# EXTRACTED RECORDS
━━━━━━━━━━━━━━━━━━━━━━━━━━━━━━

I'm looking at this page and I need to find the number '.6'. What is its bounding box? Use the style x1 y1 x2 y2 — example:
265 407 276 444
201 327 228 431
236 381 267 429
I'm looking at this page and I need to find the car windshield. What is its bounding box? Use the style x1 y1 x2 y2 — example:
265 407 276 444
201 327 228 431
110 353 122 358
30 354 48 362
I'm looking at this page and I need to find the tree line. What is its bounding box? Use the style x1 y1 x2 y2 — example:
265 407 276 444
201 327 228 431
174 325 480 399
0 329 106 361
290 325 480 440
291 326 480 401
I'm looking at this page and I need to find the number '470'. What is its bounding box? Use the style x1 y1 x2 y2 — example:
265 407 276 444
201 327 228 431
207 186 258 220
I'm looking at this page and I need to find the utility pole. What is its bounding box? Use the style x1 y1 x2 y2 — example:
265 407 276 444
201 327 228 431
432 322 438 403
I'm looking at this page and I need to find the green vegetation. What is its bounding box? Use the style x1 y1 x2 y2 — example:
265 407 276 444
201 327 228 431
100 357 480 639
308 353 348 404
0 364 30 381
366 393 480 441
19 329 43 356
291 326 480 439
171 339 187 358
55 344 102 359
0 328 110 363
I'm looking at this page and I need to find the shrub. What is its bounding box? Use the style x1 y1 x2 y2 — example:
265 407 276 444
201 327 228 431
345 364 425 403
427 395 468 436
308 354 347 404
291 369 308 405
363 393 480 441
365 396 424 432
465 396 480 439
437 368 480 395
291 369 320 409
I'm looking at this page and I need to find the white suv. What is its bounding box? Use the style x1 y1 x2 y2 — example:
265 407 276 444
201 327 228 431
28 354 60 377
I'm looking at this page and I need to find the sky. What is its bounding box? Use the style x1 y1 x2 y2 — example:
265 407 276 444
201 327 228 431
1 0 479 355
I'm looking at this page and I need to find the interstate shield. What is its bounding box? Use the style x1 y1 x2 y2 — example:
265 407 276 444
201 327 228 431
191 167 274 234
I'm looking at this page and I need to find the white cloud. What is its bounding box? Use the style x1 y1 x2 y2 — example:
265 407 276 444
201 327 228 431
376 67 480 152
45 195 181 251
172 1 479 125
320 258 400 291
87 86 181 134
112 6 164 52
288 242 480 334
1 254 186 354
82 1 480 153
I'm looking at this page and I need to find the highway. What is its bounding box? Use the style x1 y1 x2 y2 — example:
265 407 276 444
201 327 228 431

━━━━━━━━━━━━━━━━━━━━━━━━━━━━━━

Would you please set down the lines from the one with "find the highway." to the end of the data above, exactly and without any other lines?

I'm looking at this page and I need to find the highway. What is its bounding box? Use the style x1 y1 x2 y2 — example:
265 407 276 444
201 327 228 431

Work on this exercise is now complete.